[COMPLETE THE FOLLOWING]
**1)** In the Jailhouse post, which two processors are named as not affected by these attacks?
**2)** Please print everything in the Jailhouse post from "Further good news: Meltdown" down to "a vulnerable CPU?".

[PAGE EXTRACT]
■ ■ ■ ■

Hi all,
I assume I don't have to set the context, but I would like to start
thinking out loudly and discussing what Jailhouse can/should/has to do
in order to address the threats related to speculative execution.
The best news: Jailhouse runs on some processors, namely ARM Cortex-A7
and A53, that aren't affected by these attacks at all, simply due to a
lack of speculation. Sometimes slower is nicer...
Further good news: Meltdown is not our problem. It only affects setups
with shared address spaces, but both on x86 and ARM we switch them
completely when moving from guest to host context (and vice versa). The
issue may affect our guests, but that's not a hypervisor problem.
The bad news: All the Spectre attacks conceptually affect us on
vulnerable CPUs.
Now we could "simply" start porting all the current and future
mitigation patterns and extensions to the hypervisor core. Some actually
make sense, but I would like to start looking at the topic from a higher
perspective.
Both Spectre and Meltdown are confidentiality attacks. So, what could
the Jailhouse hypervisor leak if it is running on a vulnerable CPU?

■ ■ ■ ■

[AVAILABLE DATA]
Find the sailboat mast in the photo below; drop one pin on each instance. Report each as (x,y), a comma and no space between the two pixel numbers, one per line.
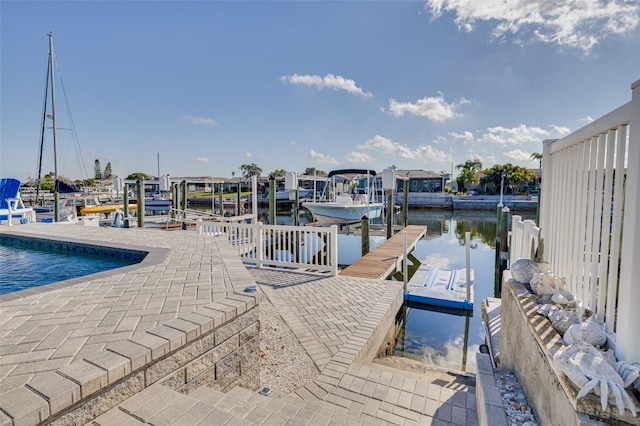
(53,119)
(42,130)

■ ■ ■ ■

[SOLUTIONS BY TASK]
**1)** ARM Cortex-A7 and A53.

**2)**
Further good news: Meltdown is not our problem. It only affects setups
with shared address spaces, but both on x86 and ARM we switch them
completely when moving from guest to host context (and vice versa). The
issue may affect our guests, but that's not a hypervisor problem.
The bad news: All the Spectre attacks conceptually affect us on
vulnerable CPUs.
Now we could "simply" start porting all the current and future
mitigation patterns and extensions to the hypervisor core. Some actually
make sense, but I would like to start looking at the topic from a higher
perspective.
Both Spectre and Meltdown are confidentiality attacks. So, what could
the Jailhouse hypervisor leak if it is running on a vulnerable CPU?